GIVEN PASSAGE
________________________

I love the concept of breaking open and sharing the skills inherit to the process of theater making. That things like collaboration, idea sharing, confidence, listening - all skills we take for granted and are placed at the core of our training and processes - are actually major assets in a bankrupt world.

I have been working with some product designers on this concept via improv, rhythm and theater games. It's been very interesting to go back to the core of how people interact with a group of artists who are not performers and in a highly collaborative and competitive business. Its amazing how these skills that we take for granted are not evolved in any way outside of our theater world.

Beautiful. Your determined, inventive, and enterprising spirit shines through. Thanks for the continued inspiration, Deborah.

Deb, that was articulate and straight to the heart, as always... I miss the whole Intersection crew and hope to see you all (and the new space) very soon!

Deb, these two ideas-

1)

Regardless of venue, theater—its process—is a place... In the process of making theater, there is so much possibility for a broad array of people to imagine themselves as part of something larger—that we can see ourselves in creative solutions and we feel success in helping to address each other’s challenges.

and 2)

________________________

Entries pointing to named objects

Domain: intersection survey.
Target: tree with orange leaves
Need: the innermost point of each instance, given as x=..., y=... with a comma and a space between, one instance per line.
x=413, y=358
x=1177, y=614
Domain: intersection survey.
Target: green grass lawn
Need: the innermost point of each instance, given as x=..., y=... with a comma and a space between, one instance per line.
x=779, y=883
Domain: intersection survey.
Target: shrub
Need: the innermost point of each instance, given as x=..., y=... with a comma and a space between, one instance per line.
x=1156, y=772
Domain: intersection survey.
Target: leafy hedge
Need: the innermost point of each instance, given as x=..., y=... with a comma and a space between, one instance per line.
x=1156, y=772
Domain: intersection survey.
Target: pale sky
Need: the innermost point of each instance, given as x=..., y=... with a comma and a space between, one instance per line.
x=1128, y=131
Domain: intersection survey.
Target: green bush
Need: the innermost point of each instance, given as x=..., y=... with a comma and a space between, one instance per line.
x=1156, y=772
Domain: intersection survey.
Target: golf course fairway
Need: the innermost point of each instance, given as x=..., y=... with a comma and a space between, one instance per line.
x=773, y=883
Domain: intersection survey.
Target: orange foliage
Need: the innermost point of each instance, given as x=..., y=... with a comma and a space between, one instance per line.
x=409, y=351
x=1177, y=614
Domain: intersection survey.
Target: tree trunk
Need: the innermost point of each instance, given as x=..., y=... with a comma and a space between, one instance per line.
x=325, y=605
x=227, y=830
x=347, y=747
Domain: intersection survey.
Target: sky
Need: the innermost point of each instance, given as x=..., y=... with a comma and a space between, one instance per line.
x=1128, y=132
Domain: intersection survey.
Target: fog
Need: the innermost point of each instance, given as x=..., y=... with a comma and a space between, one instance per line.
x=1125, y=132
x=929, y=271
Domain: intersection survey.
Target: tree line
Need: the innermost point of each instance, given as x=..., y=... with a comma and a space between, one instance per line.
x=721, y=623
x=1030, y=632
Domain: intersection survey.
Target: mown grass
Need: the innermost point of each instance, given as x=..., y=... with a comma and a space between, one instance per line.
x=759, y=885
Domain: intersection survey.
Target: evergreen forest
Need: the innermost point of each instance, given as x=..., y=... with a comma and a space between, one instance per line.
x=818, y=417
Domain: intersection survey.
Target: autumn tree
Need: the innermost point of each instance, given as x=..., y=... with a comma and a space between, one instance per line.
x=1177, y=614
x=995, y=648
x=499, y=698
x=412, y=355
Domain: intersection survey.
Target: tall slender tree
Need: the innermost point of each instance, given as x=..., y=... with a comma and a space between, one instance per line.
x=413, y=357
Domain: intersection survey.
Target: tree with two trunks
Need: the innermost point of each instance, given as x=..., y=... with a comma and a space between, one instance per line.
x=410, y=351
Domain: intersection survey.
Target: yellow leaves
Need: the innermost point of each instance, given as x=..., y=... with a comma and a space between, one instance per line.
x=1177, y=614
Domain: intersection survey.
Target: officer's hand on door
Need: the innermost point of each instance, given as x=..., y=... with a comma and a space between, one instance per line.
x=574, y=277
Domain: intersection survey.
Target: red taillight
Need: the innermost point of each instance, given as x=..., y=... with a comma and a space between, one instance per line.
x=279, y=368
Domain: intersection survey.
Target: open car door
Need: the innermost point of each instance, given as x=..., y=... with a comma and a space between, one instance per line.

________________________

WORK TO COMPLETE
In the comments on theater-making skills, who has one commenter been working with through improv, rhythm and theater games?

SOLUTION TO THE PROBLEM
Some product designers.